- Diretrizes
1: Transcreva fielmente o trecho sobre música e competição, desde "O maior compositor" até "o Joe Satriani?".
2: De acordo com o trecho sobre música e competição, onde reside a grande beleza da música?

- Trecho selecionado
======
Fazer música não precisa ser uma competição

 


Não tem como escapar. Quanto mais você lê ou conversa sobre música, mais aparecem as listas dos “maiores” guitarristas, bateristas, cantores, batedores de panela, etc. etc. etc.

O maior compositor de todos os tempos foi J. S. Bach? Foi o Paul McCartney? Será que foi o Tom Jobim? O maior guitarrista foi Jimi Hendrix, o Slash, o Pepeu Gomes ou foi o Joe Satriani?

Pra todo lado que você olha, tem uma lista, um ranking, tem pessoas discutindo quem foi o melhor e parece que é assim que tem que ser, mas não é verdade.

Eu até entendo o por quê das listas e rankings: elas são ótimos roteiros para aqueles que estão começando a conhecer um novo ramo da música e querem ouvir músicos que são reconhecidos dentro daquele ramo.

Pra quem está aprendendo a tocar bateria, por exemplo, ter uma lista dos “melhores bateristas” é um ótimo guia pra ir atrás de referências sobre o que é “tocar bem”.

Geralmente, essas listas reúnem aqueles (ou aquelas) que são vistos pelos músicos ou pelos ditos (ou autoproclamados) especialistas como aqueles músicos que se destacaram na sua área.

Nenhum problema até aí.

O problema começa quando as pessoas começam a levar a sério essa brincadeira e isso se torna mais uma batalha de egos do que uma conversa sobre música.

Sinceramente, você pode até gastar umas boas horas discutindo nesses grupos sobre música se a melhor banda de rock é os Beatles ou se é o Led Zeppelin, mas o que isso vai mudar na prática?

Você vai deixar de ouvir Led Zeppelin se vocês chegarem à conclusão que os Beatles foi a “melhor” banda? Vai jogar fora todos os seus CDs e limpar todas as suas playlists até ouvir só e unicamente a música dos Beatles?

E se você não vai fazer nada disso, por qual razão é tão importante eleger “o maior” ou “a maior”?

Imagina só que vida chata seria ouvir só os Beatles! E olha que eu sou fascinado pelo trabalho e a história deles.

John Lennon, Paul McCartney, George Harrison e Ringo Star (na bateria) visivelmente preocupados por não serem considerados a melhor banda de rock do mundo pelo Joãozinho da rua de cima.

A grande beleza da música está na sua diversidade.
======
Itens de rotulagem para segmentação:
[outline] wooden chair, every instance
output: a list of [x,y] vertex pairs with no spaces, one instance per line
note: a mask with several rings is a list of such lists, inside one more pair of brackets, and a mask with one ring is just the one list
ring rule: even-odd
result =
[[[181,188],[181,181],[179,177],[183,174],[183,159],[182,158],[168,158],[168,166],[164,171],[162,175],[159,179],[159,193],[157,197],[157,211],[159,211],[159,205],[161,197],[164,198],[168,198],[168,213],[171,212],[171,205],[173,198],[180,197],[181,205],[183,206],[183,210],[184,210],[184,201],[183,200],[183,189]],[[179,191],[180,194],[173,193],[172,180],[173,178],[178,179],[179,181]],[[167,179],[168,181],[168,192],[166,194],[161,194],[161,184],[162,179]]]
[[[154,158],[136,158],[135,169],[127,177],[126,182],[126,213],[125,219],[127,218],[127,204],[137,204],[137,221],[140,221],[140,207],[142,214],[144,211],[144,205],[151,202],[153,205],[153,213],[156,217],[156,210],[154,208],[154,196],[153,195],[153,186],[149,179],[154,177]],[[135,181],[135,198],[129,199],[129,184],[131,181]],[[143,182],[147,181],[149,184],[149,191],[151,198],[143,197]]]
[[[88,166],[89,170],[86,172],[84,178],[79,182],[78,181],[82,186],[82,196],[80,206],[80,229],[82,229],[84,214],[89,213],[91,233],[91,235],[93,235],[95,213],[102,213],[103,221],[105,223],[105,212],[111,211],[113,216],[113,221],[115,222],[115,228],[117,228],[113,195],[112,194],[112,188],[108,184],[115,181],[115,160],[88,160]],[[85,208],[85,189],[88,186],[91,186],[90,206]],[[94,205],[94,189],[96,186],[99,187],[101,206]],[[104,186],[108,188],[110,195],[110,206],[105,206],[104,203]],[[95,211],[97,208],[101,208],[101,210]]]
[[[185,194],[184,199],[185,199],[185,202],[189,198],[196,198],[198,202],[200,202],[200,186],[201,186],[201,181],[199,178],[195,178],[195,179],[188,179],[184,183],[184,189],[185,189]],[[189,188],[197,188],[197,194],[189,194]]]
======
- Resultados esperados
1:
O maior compositor de todos os tempos foi J. S. Bach? Foi o Paul McCartney? Será que foi o Tom Jobim? O maior guitarrista foi Jimi Hendrix, o Slash, o Pepeu Gomes ou foi o Joe Satriani?

2: Na sua diversidade.